### GIVEN TASK
Pick out each line of the entries below that contains the string "GeoJSON" and copy it in full.

### EXTRACTED MATERIAL
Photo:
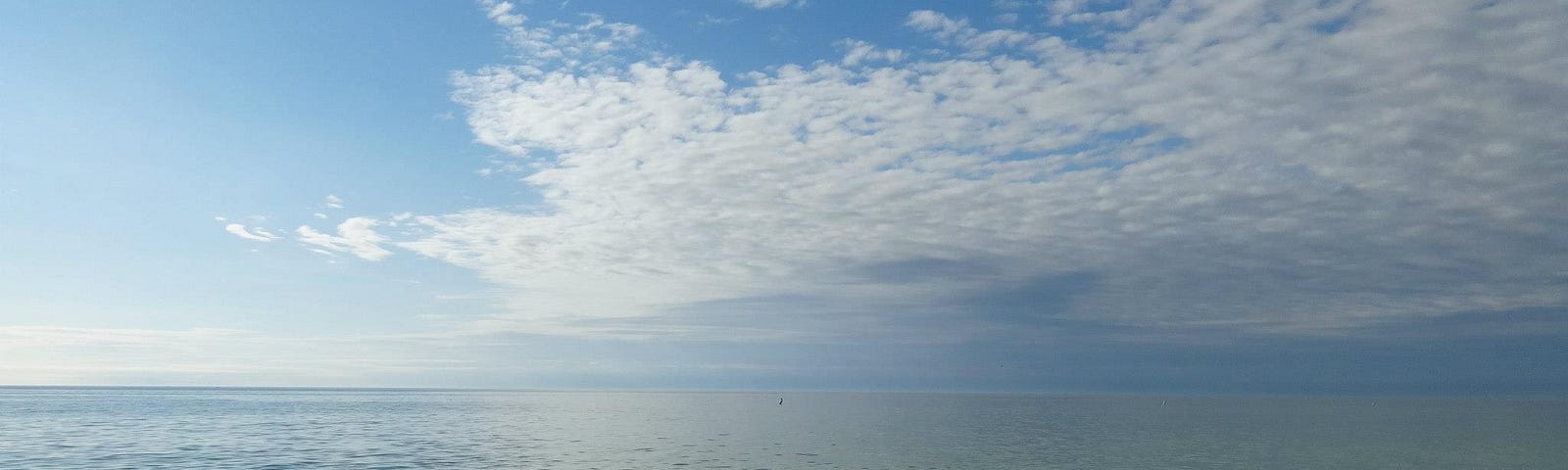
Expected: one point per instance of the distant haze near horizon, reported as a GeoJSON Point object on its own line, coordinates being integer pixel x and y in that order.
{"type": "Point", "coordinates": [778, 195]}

...

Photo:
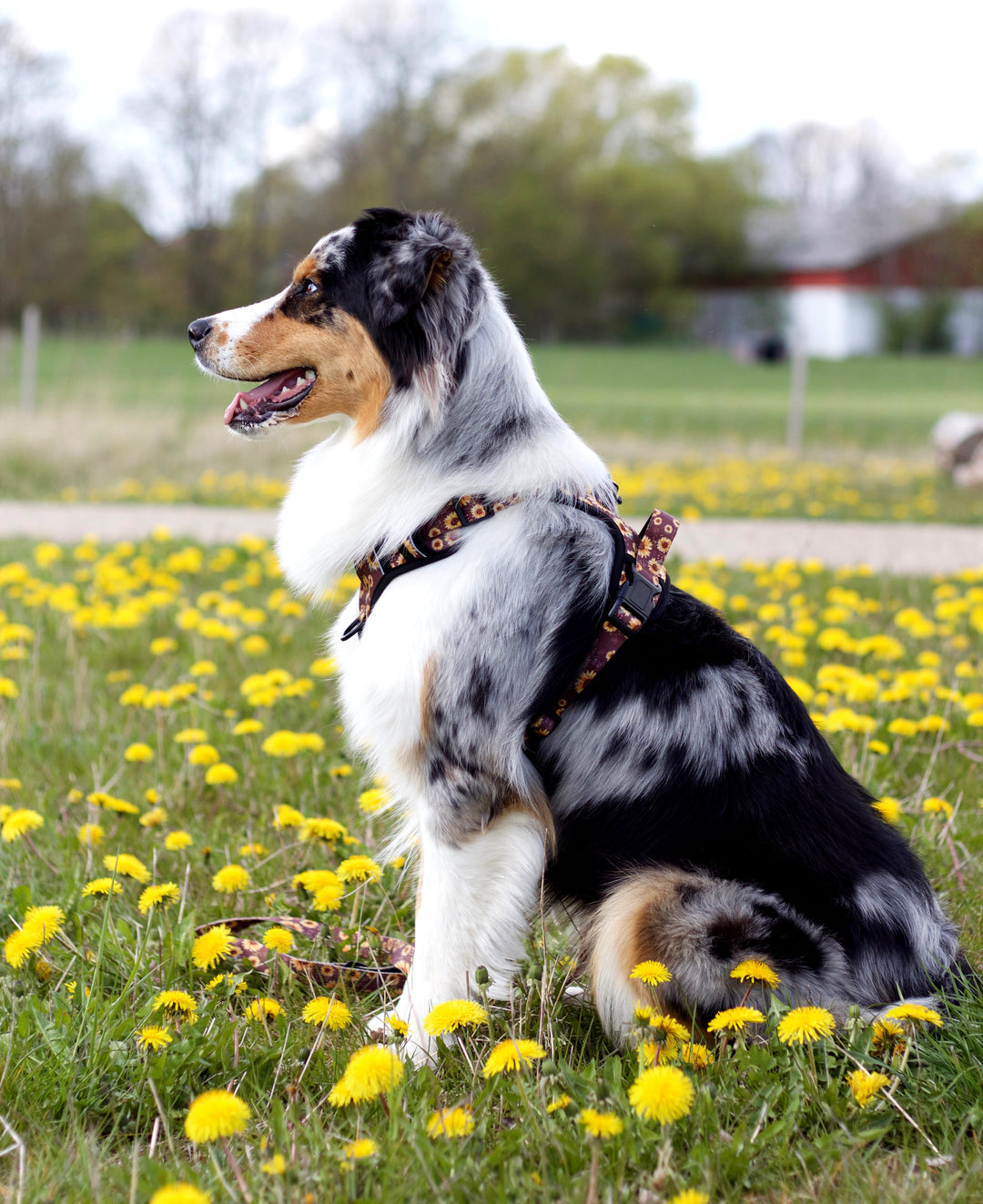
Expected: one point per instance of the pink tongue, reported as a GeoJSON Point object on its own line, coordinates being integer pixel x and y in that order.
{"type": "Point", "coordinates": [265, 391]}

### COMPLETED EXERCISE
Expected: one point per instance of the distant haze near horizon, reported as a GeoJSON Point object on its own line, coordinates being integer pixel x and y in that order.
Expected: one point per instance of the pink tongue, reported as a GeoJSON Point object on its own line, coordinates being integer pixel x and y in that order.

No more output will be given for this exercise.